_Exercise description_
Please transcribe the data below exactly. Leave the pictures out.

Data entries
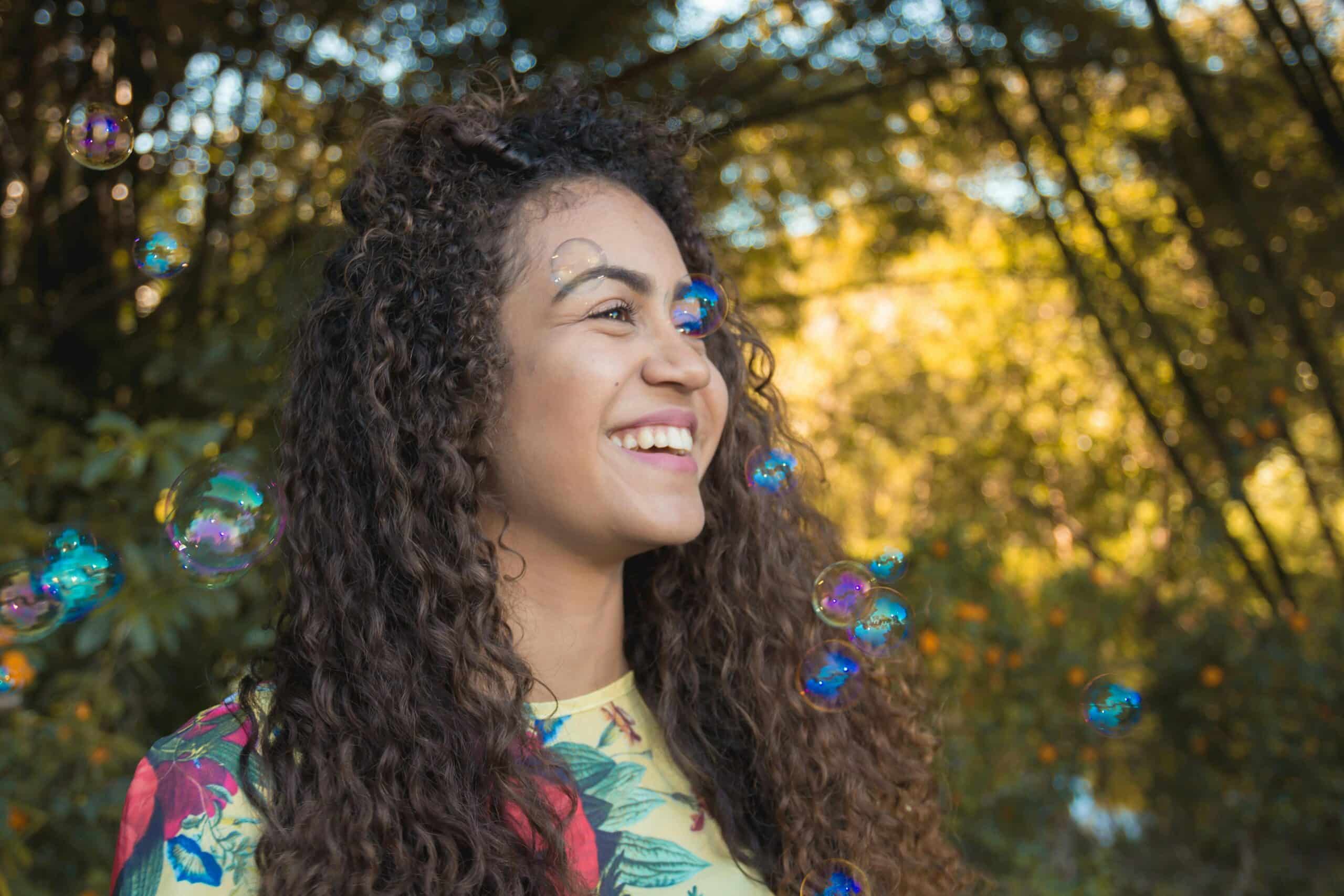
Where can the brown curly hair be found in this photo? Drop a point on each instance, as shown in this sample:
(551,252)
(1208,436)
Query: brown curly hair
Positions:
(395,696)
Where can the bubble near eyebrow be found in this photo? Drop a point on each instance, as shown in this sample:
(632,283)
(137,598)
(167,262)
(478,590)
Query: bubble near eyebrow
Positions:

_Result of this task_
Where can the brown curly hair be found in this photo? Drop a point on each instance, as shown in this sample:
(551,252)
(1208,436)
Query: brown curly hair
Positions:
(395,696)
Where can the bubble near eyebrow be found in this photo? Drop a point on each instance, as shown in this sample:
(632,283)
(137,598)
(167,262)
(478,590)
Query: bubble near eyebrow
Positions:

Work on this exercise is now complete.